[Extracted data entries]
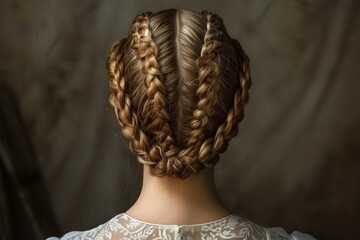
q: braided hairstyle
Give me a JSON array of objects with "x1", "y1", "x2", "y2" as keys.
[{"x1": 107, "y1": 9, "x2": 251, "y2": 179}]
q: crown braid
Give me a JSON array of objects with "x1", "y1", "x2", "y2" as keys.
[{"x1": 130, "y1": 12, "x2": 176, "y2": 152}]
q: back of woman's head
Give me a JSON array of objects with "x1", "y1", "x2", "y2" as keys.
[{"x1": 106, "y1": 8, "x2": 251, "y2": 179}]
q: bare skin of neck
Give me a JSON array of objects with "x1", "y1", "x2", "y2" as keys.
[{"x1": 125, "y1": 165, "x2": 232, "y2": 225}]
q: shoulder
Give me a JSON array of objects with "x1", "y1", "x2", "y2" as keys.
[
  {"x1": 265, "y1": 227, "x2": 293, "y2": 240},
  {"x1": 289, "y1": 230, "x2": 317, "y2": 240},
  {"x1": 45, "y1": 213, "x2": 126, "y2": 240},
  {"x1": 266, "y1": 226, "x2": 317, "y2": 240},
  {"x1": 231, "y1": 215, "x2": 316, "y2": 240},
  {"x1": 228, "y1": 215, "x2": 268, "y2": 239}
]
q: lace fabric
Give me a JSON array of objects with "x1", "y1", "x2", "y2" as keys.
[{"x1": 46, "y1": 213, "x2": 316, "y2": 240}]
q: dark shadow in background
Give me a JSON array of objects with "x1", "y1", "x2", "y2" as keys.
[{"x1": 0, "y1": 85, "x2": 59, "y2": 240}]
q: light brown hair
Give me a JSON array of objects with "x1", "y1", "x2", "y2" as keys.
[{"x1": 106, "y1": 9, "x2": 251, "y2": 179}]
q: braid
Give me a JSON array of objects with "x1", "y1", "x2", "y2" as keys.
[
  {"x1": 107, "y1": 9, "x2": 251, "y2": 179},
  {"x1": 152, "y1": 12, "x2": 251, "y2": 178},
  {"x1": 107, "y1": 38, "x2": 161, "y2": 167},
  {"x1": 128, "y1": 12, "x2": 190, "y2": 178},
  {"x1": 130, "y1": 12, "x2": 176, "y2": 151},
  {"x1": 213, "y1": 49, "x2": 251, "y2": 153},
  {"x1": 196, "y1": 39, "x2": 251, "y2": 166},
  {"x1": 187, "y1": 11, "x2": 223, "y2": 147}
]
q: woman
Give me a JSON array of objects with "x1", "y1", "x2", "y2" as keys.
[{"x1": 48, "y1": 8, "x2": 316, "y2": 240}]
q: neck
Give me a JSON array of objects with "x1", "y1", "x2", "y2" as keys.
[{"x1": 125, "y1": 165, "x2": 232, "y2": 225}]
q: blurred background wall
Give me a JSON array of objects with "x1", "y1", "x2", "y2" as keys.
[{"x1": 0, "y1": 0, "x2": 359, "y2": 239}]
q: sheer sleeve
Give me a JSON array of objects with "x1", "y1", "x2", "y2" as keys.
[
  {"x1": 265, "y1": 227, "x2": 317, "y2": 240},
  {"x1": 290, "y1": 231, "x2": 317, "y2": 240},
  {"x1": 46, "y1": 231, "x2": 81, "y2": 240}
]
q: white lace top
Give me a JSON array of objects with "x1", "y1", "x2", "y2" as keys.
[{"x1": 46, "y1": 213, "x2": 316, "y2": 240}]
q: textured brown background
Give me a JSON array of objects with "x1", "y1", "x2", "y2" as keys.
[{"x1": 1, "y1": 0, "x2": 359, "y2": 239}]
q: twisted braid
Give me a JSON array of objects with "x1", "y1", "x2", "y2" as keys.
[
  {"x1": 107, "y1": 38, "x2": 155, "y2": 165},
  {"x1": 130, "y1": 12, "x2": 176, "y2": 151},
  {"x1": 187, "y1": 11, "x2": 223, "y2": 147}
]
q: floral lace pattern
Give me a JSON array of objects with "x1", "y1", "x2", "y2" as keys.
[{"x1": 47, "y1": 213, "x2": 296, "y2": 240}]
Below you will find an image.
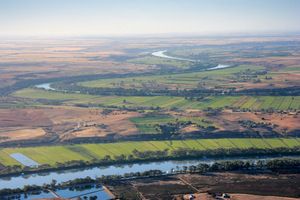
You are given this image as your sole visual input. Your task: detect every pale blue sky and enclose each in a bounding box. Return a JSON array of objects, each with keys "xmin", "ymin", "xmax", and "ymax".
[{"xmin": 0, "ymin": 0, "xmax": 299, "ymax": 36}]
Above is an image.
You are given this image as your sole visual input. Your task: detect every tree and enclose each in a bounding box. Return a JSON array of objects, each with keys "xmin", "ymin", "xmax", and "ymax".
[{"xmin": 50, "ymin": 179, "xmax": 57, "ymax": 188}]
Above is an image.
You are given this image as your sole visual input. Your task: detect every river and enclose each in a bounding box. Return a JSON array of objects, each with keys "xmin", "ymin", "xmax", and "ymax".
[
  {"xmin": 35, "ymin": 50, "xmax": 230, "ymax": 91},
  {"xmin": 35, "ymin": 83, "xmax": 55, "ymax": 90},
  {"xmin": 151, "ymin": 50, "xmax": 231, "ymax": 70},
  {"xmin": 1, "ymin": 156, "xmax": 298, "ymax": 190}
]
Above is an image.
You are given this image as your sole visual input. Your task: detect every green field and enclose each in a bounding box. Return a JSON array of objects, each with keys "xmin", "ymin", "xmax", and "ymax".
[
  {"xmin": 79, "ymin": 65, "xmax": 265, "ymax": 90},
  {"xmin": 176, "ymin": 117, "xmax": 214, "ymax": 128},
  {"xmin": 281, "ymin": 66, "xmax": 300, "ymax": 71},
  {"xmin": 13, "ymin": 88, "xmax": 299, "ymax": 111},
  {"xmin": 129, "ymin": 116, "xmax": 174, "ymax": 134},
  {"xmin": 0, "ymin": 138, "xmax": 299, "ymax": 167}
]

*THE PROBLEM:* The records above should be copied word for word, with the pictures left out.

*THE COMPLETED TASK:*
q: braided hairstyle
Give me a JSON array of objects with "x1", "y1", "x2", "y2" as keys.
[{"x1": 107, "y1": 9, "x2": 251, "y2": 179}]
q: crown braid
Give me a JSON array of objects with "x1", "y1", "x2", "y2" as keys.
[{"x1": 130, "y1": 12, "x2": 176, "y2": 152}]
q: back of woman's head
Give me a JSON array of objects with "x1", "y1", "x2", "y2" as keys.
[{"x1": 106, "y1": 8, "x2": 251, "y2": 179}]
q: bare skin of neck
Give me a JSON array of objects with "x1", "y1", "x2", "y2" as keys.
[{"x1": 125, "y1": 165, "x2": 232, "y2": 225}]
q: shoulder
Give me a JSON array of objects with "x1", "y1", "x2", "y2" as keys.
[
  {"x1": 265, "y1": 227, "x2": 293, "y2": 240},
  {"x1": 289, "y1": 230, "x2": 317, "y2": 240},
  {"x1": 45, "y1": 213, "x2": 126, "y2": 240},
  {"x1": 266, "y1": 226, "x2": 317, "y2": 240},
  {"x1": 231, "y1": 215, "x2": 316, "y2": 240},
  {"x1": 228, "y1": 215, "x2": 268, "y2": 239}
]
q: lace fabric
Give me a JSON array of objects with "x1", "y1", "x2", "y2" as keys.
[{"x1": 46, "y1": 213, "x2": 316, "y2": 240}]
q: dark shadow in background
Give me a JSON array of objects with "x1", "y1", "x2", "y2" as keys.
[{"x1": 0, "y1": 85, "x2": 59, "y2": 240}]
q: light brown hair
Give me a JSON array of objects with "x1", "y1", "x2", "y2" as keys.
[{"x1": 106, "y1": 9, "x2": 251, "y2": 179}]
q: braid
Give me a JSON array of objects with "x1", "y1", "x2", "y2" as keys.
[
  {"x1": 107, "y1": 9, "x2": 251, "y2": 179},
  {"x1": 152, "y1": 12, "x2": 251, "y2": 178},
  {"x1": 107, "y1": 38, "x2": 161, "y2": 167},
  {"x1": 128, "y1": 12, "x2": 190, "y2": 178},
  {"x1": 130, "y1": 12, "x2": 176, "y2": 151},
  {"x1": 213, "y1": 49, "x2": 251, "y2": 153},
  {"x1": 196, "y1": 39, "x2": 251, "y2": 166},
  {"x1": 187, "y1": 11, "x2": 223, "y2": 147}
]
q: woman
Give me a JSON array of objects with "x1", "y1", "x2", "y2" as keys.
[{"x1": 48, "y1": 8, "x2": 316, "y2": 240}]
q: neck
Give me a JSON array of objects with "x1", "y1", "x2", "y2" as keys.
[{"x1": 125, "y1": 165, "x2": 232, "y2": 225}]
q: blurred background wall
Give me a JSON array of objects with "x1", "y1", "x2", "y2" as keys.
[{"x1": 0, "y1": 0, "x2": 359, "y2": 239}]
q: sheer sleeve
Give me a JSON array of objects with "x1", "y1", "x2", "y2" as keys.
[
  {"x1": 265, "y1": 227, "x2": 317, "y2": 240},
  {"x1": 290, "y1": 231, "x2": 317, "y2": 240},
  {"x1": 46, "y1": 231, "x2": 81, "y2": 240}
]
q: white lace top
Give me a JSON array of objects with "x1", "y1", "x2", "y2" as keys.
[{"x1": 46, "y1": 213, "x2": 316, "y2": 240}]
q: textured brown background
Give me a JSON array of objects with "x1", "y1", "x2", "y2" as keys.
[{"x1": 1, "y1": 0, "x2": 359, "y2": 239}]
q: twisted braid
Give me a JSON array of objects with "x1", "y1", "x2", "y2" as keys.
[
  {"x1": 107, "y1": 38, "x2": 155, "y2": 165},
  {"x1": 130, "y1": 12, "x2": 176, "y2": 151},
  {"x1": 187, "y1": 11, "x2": 223, "y2": 147}
]
q: floral lace pattern
Give me a JSON array of objects with "x1", "y1", "x2", "y2" as keys.
[{"x1": 47, "y1": 213, "x2": 296, "y2": 240}]
Below you will find an image.
You are given this image as your sole visual input. Your task: detect every pale blue sky and enclose each in a bounding box. Return a JSON array of objects, each with keys "xmin", "ymin", "xmax", and "ymax".
[{"xmin": 0, "ymin": 0, "xmax": 299, "ymax": 36}]
Above is an image.
You are given this image as your sole visual input. Your task: detect every tree and enclose each in a bounding box. Return a JSON array of objects, each with keys "xmin", "ymin", "xmax", and "ymax".
[{"xmin": 50, "ymin": 179, "xmax": 57, "ymax": 188}]
Above is an image.
You are given this image as your sole visual input. Your task: detect every river and enclose each in a bounding box. Return a JSON array of objects, each with keys "xmin", "ymin", "xmax", and "ymax".
[
  {"xmin": 35, "ymin": 50, "xmax": 230, "ymax": 91},
  {"xmin": 35, "ymin": 83, "xmax": 55, "ymax": 90},
  {"xmin": 151, "ymin": 50, "xmax": 231, "ymax": 70},
  {"xmin": 1, "ymin": 156, "xmax": 298, "ymax": 190}
]
Above is an image.
You are given this image as your sole visual input. Your task: detect every green field and enclose each in a bounding box. Return a JSON array of objects, each with keys "xmin", "ymin", "xmax", and "ymax".
[
  {"xmin": 79, "ymin": 65, "xmax": 265, "ymax": 90},
  {"xmin": 176, "ymin": 117, "xmax": 214, "ymax": 128},
  {"xmin": 281, "ymin": 66, "xmax": 300, "ymax": 71},
  {"xmin": 13, "ymin": 88, "xmax": 299, "ymax": 111},
  {"xmin": 129, "ymin": 116, "xmax": 174, "ymax": 134},
  {"xmin": 0, "ymin": 138, "xmax": 299, "ymax": 167}
]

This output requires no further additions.